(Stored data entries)
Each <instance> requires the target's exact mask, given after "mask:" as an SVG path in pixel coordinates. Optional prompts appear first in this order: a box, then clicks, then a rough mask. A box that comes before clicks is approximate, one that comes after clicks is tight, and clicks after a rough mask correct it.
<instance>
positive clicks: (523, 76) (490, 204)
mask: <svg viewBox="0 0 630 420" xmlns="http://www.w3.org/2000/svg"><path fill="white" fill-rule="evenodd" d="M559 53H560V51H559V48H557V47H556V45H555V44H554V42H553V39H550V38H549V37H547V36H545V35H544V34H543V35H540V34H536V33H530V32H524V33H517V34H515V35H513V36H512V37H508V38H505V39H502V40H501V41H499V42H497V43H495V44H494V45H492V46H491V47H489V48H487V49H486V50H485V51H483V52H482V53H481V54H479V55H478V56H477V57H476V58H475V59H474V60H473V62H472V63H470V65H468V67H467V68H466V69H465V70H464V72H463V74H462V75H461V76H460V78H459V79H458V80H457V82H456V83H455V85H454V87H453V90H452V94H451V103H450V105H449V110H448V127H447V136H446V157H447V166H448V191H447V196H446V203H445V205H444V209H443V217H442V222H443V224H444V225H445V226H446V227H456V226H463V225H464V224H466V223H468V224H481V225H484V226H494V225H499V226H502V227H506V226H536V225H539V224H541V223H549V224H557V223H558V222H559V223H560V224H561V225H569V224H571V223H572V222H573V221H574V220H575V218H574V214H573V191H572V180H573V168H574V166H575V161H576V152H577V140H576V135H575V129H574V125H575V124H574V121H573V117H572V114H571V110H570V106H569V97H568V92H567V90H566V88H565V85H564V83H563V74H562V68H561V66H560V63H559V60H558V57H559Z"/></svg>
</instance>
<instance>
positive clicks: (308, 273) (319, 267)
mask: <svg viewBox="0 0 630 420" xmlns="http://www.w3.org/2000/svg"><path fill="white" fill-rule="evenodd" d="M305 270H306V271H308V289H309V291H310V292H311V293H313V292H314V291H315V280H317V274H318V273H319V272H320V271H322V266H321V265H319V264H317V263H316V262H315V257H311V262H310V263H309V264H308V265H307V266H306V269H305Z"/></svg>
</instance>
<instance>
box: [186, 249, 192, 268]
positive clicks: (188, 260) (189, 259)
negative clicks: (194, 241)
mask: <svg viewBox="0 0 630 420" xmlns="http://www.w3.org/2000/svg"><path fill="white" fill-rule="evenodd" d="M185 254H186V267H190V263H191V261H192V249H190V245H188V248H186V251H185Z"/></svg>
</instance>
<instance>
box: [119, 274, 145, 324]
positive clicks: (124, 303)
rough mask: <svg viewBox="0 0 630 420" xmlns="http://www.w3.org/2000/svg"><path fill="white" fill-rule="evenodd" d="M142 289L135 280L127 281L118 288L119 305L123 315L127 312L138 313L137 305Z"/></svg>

▸ **Requirement**
Copy every line above that contains the string "rough". Uppercase and lowercase letters count as different.

▸ **Solution**
Each <instance> requires the target's exact mask, given after "mask:" as an SVG path in pixel coordinates. Optional prompts appear first in this order: a box, then clicks, then a rough mask. A box that comes before clicks is approximate, one that comes after clicks is tight, and clicks after a rough mask correct it.
rough mask: <svg viewBox="0 0 630 420" xmlns="http://www.w3.org/2000/svg"><path fill="white" fill-rule="evenodd" d="M142 289L135 280L127 281L118 288L119 305L123 315L127 312L138 313L137 305Z"/></svg>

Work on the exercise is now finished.